**What is being asked**: All of the data should be copied exactly, with the pictures left out.

**Source information**:
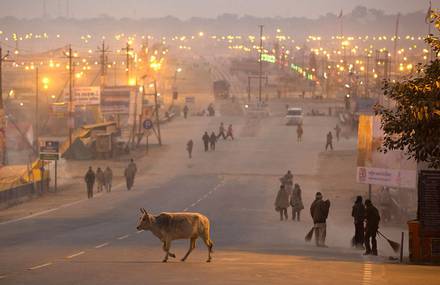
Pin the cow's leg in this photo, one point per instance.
(192, 245)
(167, 245)
(169, 253)
(209, 244)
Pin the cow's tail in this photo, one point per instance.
(205, 234)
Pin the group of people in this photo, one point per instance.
(210, 140)
(366, 216)
(289, 196)
(366, 223)
(329, 137)
(104, 178)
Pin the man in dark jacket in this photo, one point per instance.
(372, 219)
(185, 111)
(212, 140)
(329, 141)
(319, 212)
(206, 139)
(90, 181)
(130, 173)
(358, 214)
(189, 147)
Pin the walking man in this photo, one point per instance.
(185, 111)
(358, 214)
(319, 212)
(372, 219)
(296, 202)
(206, 139)
(282, 202)
(108, 177)
(299, 133)
(130, 173)
(100, 179)
(230, 133)
(329, 141)
(221, 131)
(90, 181)
(212, 141)
(189, 147)
(338, 132)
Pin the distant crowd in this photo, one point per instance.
(366, 216)
(104, 179)
(210, 140)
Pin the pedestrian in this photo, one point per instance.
(386, 204)
(319, 211)
(230, 133)
(358, 214)
(221, 131)
(90, 181)
(299, 132)
(296, 202)
(100, 179)
(212, 141)
(185, 111)
(108, 177)
(287, 178)
(372, 219)
(338, 132)
(206, 139)
(130, 173)
(282, 202)
(329, 141)
(189, 147)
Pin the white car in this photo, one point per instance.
(294, 116)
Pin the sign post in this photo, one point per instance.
(147, 125)
(49, 150)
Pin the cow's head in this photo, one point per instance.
(144, 221)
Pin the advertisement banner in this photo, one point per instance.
(392, 169)
(123, 100)
(84, 96)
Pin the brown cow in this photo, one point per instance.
(172, 226)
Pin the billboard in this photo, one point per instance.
(49, 150)
(84, 96)
(392, 169)
(122, 100)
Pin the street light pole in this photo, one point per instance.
(261, 64)
(156, 107)
(2, 113)
(70, 95)
(36, 107)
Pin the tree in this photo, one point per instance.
(413, 124)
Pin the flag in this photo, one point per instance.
(428, 14)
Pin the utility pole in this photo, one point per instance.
(36, 107)
(261, 64)
(103, 50)
(156, 107)
(70, 94)
(127, 50)
(2, 113)
(396, 38)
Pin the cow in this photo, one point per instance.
(173, 226)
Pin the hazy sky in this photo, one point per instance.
(201, 8)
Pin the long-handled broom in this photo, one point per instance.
(309, 235)
(394, 245)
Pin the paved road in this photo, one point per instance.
(95, 242)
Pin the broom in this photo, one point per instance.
(394, 245)
(309, 235)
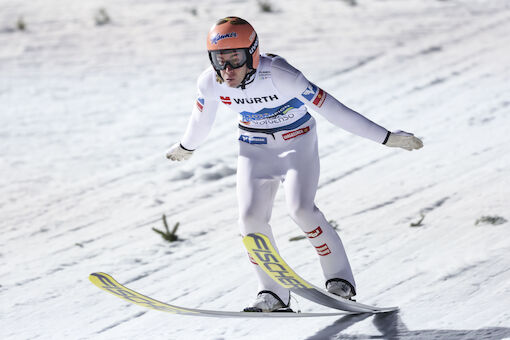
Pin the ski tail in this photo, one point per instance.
(108, 283)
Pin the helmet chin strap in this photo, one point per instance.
(248, 79)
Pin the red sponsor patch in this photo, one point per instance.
(295, 133)
(200, 106)
(319, 99)
(226, 100)
(323, 250)
(314, 233)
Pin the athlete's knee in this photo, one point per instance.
(303, 214)
(251, 222)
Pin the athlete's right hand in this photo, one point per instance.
(178, 153)
(404, 140)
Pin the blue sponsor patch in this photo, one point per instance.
(310, 91)
(253, 139)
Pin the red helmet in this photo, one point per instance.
(233, 35)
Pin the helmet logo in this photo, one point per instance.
(218, 37)
(254, 46)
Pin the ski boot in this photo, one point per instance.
(341, 288)
(268, 301)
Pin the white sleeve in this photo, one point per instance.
(292, 82)
(203, 114)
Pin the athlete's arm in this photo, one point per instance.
(202, 116)
(291, 81)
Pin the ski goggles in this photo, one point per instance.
(234, 58)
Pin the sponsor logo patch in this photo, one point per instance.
(314, 94)
(295, 133)
(218, 37)
(200, 104)
(323, 250)
(256, 100)
(314, 233)
(252, 260)
(226, 100)
(253, 139)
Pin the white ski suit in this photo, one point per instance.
(278, 143)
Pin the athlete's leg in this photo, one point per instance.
(300, 185)
(255, 199)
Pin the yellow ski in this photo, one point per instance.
(262, 251)
(108, 283)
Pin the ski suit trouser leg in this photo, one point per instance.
(295, 162)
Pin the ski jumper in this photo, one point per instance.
(278, 143)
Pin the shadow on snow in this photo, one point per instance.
(390, 326)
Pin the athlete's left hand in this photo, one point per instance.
(404, 140)
(178, 153)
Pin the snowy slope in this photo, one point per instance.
(87, 112)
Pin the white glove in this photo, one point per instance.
(404, 140)
(178, 153)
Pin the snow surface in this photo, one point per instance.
(87, 113)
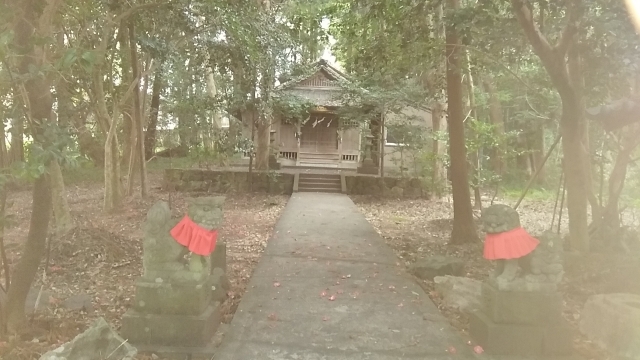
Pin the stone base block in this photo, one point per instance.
(518, 339)
(522, 307)
(368, 168)
(220, 285)
(219, 257)
(171, 330)
(172, 298)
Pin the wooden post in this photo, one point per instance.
(340, 133)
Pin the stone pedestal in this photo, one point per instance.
(171, 330)
(524, 323)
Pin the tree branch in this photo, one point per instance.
(553, 62)
(134, 9)
(570, 30)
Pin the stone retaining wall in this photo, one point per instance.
(229, 181)
(226, 181)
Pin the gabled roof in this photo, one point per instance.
(320, 83)
(320, 67)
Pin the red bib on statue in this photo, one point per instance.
(197, 239)
(512, 244)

**Finished exercise**:
Pin the cow's leg in this photo, one point per instance.
(192, 245)
(167, 245)
(169, 253)
(209, 244)
Pin the cow's tail in this photo, one point per instance.
(205, 234)
Pin the group of people in this photo, one point per instance.
(210, 140)
(366, 216)
(289, 196)
(366, 223)
(329, 137)
(104, 178)
Pin the man in dark jacket in this photo, one point per instance.
(372, 219)
(185, 111)
(212, 140)
(329, 141)
(319, 212)
(206, 139)
(90, 181)
(130, 173)
(358, 214)
(189, 147)
Pin the walking man in this photo, one point per instance.
(185, 111)
(358, 214)
(319, 212)
(372, 219)
(296, 202)
(206, 139)
(282, 202)
(108, 177)
(299, 133)
(130, 173)
(100, 179)
(230, 133)
(329, 141)
(221, 131)
(90, 181)
(212, 141)
(189, 147)
(338, 132)
Pin the distant crowd in this photo, one point per instance.
(366, 216)
(104, 179)
(210, 140)
Pin the pedestrian in this photo, one point per instance.
(386, 204)
(319, 211)
(230, 133)
(358, 214)
(221, 131)
(90, 181)
(299, 132)
(296, 202)
(100, 179)
(212, 141)
(185, 111)
(108, 177)
(287, 178)
(372, 219)
(338, 132)
(206, 139)
(130, 173)
(282, 202)
(329, 141)
(189, 147)
Pin the white car in this photo, one point per instance.
(294, 116)
Pin the sign post in this photo, one point per instance.
(147, 125)
(49, 150)
Pin the cow's head in this photo, one point per instance.
(144, 221)
Pin the advertisement banner in this photo, one point per instance.
(392, 169)
(123, 100)
(84, 96)
Pin the brown cow in this photo, one point per instance.
(172, 226)
Pin the billboard in this photo, one point per instance.
(49, 150)
(84, 96)
(392, 169)
(122, 100)
Pin the street light pole in this photo, one point per instance.
(261, 64)
(156, 107)
(2, 113)
(70, 95)
(36, 107)
Pin the tree in this photo, one point per instance.
(413, 124)
Pin the flag in this photo, one point per instance.
(428, 14)
Pin the utility pole in this photo, one point per instance.
(36, 107)
(261, 64)
(103, 50)
(156, 107)
(70, 94)
(127, 50)
(2, 113)
(396, 38)
Pin the cow in this photo, one point per instance.
(173, 226)
Pin the hazy sky in this photo, one point per instance.
(201, 8)
Pin the long-handled broom in this photo, one point per instance.
(309, 235)
(394, 245)
Pin the paved road in this photo, one point per instance.
(95, 242)
Pin the broom in this photo, one point per instance.
(394, 245)
(309, 235)
Pin the ski tail in this photo, one point per instance.
(108, 283)
Pin the helmet chin strap in this photo, one point per instance.
(248, 79)
Pin the red sponsor patch in this photo, one point per instance.
(295, 133)
(200, 106)
(319, 99)
(226, 100)
(323, 250)
(314, 233)
Pin the athlete's knee in this photo, one point per instance.
(303, 214)
(251, 222)
Pin the athlete's right hand in this photo, one point per instance.
(178, 153)
(404, 140)
Pin the blue sponsor patch in this photo, one point per instance.
(310, 91)
(253, 139)
Pin the red helmet in this photo, one point per instance.
(233, 35)
Pin the helmet logo in this photo, one point per instance.
(218, 37)
(254, 46)
Pin the ski boot in this photo, one point per instance.
(341, 288)
(268, 301)
Pin the white sleeve in this photo, one point per instance.
(292, 82)
(203, 114)
Pin the athlete's arm in this photo, one point per instance.
(202, 116)
(291, 81)
Pin the ski goggles in this photo, one point per instance.
(234, 58)
Pin the sponsor logo patch in this photo, one point per instance.
(314, 94)
(295, 133)
(218, 37)
(200, 104)
(323, 250)
(256, 100)
(314, 233)
(252, 260)
(226, 100)
(253, 139)
Pin the white ski suit in this photo, one point per instance.
(278, 143)
Pin the athlete's leg in this photo, one point per instance.
(300, 185)
(255, 199)
Pin the yellow ski in this photo, one point per instance.
(262, 251)
(108, 283)
Pin the ski suit trouser leg in this photo, one point per instance.
(295, 162)
Pin the ski jumper in this photo, one point per instance.
(278, 143)
Pin the shadow on snow in this photo, one point per instance.
(390, 326)
Pin the athlete's left hand in this photo, one point per instance.
(404, 140)
(178, 153)
Pin the snowy slope in this photo, one point per instance.
(87, 112)
Pin the white glove in this photo, one point per instance.
(404, 140)
(178, 153)
Pin the snow surface in this photo, one point per instance.
(87, 113)
Pin the stone base block in this photo, one point per instance.
(518, 339)
(522, 307)
(368, 168)
(220, 285)
(219, 257)
(171, 330)
(172, 298)
Pin the wooden post in this photo, one point per instance.
(340, 133)
Pin the stone pedestal in this photo, one point per instance.
(171, 330)
(524, 323)
Pin the tree branch in this photo, one point per instance.
(553, 62)
(134, 9)
(570, 30)
Pin the stone retaining wall in this photo, one point per instance.
(229, 181)
(226, 181)
Pin the gabled roof in this photo, one point per instance.
(320, 83)
(320, 67)
Pin the red bib on statue in this photo, one point per instance.
(197, 239)
(512, 244)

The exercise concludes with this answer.